## Input records
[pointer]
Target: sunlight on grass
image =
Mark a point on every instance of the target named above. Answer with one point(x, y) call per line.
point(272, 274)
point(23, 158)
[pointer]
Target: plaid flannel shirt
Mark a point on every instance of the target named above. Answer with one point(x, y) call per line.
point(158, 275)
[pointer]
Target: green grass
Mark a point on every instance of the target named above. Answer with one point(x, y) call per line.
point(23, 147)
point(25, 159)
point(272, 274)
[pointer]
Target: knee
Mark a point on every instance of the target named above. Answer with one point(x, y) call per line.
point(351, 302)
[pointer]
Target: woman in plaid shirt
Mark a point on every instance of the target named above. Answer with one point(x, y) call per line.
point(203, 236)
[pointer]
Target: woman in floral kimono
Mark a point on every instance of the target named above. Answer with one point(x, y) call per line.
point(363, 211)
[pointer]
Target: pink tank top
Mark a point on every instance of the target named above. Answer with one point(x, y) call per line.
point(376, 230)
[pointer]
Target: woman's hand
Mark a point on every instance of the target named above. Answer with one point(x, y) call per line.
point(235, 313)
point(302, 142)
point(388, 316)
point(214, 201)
...
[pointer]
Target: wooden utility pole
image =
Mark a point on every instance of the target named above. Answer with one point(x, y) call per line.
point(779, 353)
...
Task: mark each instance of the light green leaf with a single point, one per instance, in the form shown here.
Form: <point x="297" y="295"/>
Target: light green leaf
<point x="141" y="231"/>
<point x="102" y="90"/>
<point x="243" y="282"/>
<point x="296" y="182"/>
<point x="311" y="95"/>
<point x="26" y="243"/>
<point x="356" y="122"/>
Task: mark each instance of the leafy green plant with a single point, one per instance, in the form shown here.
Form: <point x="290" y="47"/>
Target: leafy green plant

## About this task
Lines that include the word "shirt" are to be extracted from the data above.

## Result
Target: plaid flannel shirt
Target: woman in plaid shirt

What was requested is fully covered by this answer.